## Description of the task
Copy out the listing below line for line, keeping every character unchanged.

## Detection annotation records
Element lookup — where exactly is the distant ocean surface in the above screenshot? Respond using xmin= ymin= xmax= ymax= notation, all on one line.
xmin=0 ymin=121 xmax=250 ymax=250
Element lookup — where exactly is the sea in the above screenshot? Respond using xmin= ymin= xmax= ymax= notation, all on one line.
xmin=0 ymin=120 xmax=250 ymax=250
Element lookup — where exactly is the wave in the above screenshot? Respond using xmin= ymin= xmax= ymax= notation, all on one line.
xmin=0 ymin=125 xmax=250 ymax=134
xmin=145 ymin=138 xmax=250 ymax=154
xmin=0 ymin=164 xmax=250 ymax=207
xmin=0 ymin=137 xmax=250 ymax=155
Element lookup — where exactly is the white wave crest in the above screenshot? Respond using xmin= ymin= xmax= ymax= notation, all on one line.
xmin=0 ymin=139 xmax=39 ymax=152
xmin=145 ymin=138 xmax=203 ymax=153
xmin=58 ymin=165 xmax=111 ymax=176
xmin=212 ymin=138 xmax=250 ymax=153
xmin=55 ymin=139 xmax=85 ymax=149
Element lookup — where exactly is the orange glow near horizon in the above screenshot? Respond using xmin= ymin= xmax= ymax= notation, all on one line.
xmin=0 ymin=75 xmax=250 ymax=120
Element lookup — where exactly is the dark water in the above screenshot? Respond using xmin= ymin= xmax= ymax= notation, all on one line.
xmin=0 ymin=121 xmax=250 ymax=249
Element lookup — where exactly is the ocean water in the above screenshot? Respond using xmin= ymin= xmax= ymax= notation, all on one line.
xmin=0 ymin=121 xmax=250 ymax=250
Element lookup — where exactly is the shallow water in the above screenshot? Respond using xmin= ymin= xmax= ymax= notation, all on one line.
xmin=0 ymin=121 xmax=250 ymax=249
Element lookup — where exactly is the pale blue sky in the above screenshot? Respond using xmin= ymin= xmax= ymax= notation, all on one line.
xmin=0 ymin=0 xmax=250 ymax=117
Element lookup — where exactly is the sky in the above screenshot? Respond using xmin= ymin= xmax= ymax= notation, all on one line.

## Result
Element lookup — where exactly is the distant ocean surface in the above screenshot? Respond using xmin= ymin= xmax= ymax= notation, all on one line.
xmin=0 ymin=121 xmax=250 ymax=250
Element lookup — where exactly is the sea in the above screenshot? Respond using xmin= ymin= xmax= ymax= notation, all on one line.
xmin=0 ymin=120 xmax=250 ymax=250
Element lookup — where exactly is the wave in the above screenshot? Respond using xmin= ymin= xmax= ymax= notation, all on one line.
xmin=0 ymin=125 xmax=250 ymax=134
xmin=145 ymin=138 xmax=250 ymax=154
xmin=0 ymin=164 xmax=250 ymax=207
xmin=0 ymin=137 xmax=250 ymax=155
Element lookup — where exactly is the white wave crest in the above screenshot? Respond using xmin= ymin= xmax= ymax= notation, all on one line.
xmin=0 ymin=139 xmax=39 ymax=152
xmin=145 ymin=138 xmax=203 ymax=153
xmin=58 ymin=165 xmax=111 ymax=176
xmin=212 ymin=138 xmax=250 ymax=153
xmin=55 ymin=139 xmax=85 ymax=149
Element lookup — where exactly is the orange glow near horizon in the above screenshot? Respond using xmin= ymin= xmax= ymax= notation, all on one line.
xmin=0 ymin=75 xmax=250 ymax=120
Element lookup — where exactly is the dark water in the above screenshot? Respond using xmin= ymin= xmax= ymax= notation, all on one line.
xmin=0 ymin=121 xmax=250 ymax=249
Element lookup — where exactly is the ocean water in the above screenshot? Respond using xmin= ymin= xmax= ymax= notation, all on one line.
xmin=0 ymin=121 xmax=250 ymax=250
Element lookup — where exactly is the shallow water in the above screenshot? Respond using xmin= ymin= xmax= ymax= notation, all on one line.
xmin=0 ymin=121 xmax=250 ymax=249
Element lookup — where exactly is the pale blue sky in the above screenshot? Respond using xmin= ymin= xmax= ymax= notation, all on one line.
xmin=0 ymin=0 xmax=250 ymax=117
Element lookup — where exactly is the sky in the above screenshot? Respond using xmin= ymin= xmax= ymax= notation, all on one line.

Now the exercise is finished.